── Source information ──

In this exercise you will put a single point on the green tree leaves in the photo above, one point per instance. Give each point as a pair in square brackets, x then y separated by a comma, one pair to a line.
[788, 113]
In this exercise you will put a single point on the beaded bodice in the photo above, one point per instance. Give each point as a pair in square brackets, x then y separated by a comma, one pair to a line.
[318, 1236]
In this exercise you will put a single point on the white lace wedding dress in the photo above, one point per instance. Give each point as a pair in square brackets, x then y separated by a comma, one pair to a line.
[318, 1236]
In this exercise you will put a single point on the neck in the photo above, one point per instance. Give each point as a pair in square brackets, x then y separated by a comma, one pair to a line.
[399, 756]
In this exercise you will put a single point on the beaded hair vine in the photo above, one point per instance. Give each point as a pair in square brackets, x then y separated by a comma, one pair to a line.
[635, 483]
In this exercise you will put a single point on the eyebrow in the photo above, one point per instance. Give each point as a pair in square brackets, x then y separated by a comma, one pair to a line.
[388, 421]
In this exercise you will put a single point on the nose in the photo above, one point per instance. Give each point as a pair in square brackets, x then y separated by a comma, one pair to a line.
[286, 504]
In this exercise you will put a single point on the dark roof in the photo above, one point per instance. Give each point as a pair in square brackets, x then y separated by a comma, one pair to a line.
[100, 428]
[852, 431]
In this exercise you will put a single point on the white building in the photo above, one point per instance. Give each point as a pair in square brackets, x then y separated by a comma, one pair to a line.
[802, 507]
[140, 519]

───

- **Task statement**
What must be transcribed is the run of lines from the one containing "the white building" to the last line of the data above, inclusive, and only that.

- **Response**
In this exercise you will put a single point on the white building in the photo above, one point per instance. Give each point as a pair in square brackets, x then y separated by a comma, one pair to a line.
[802, 507]
[140, 519]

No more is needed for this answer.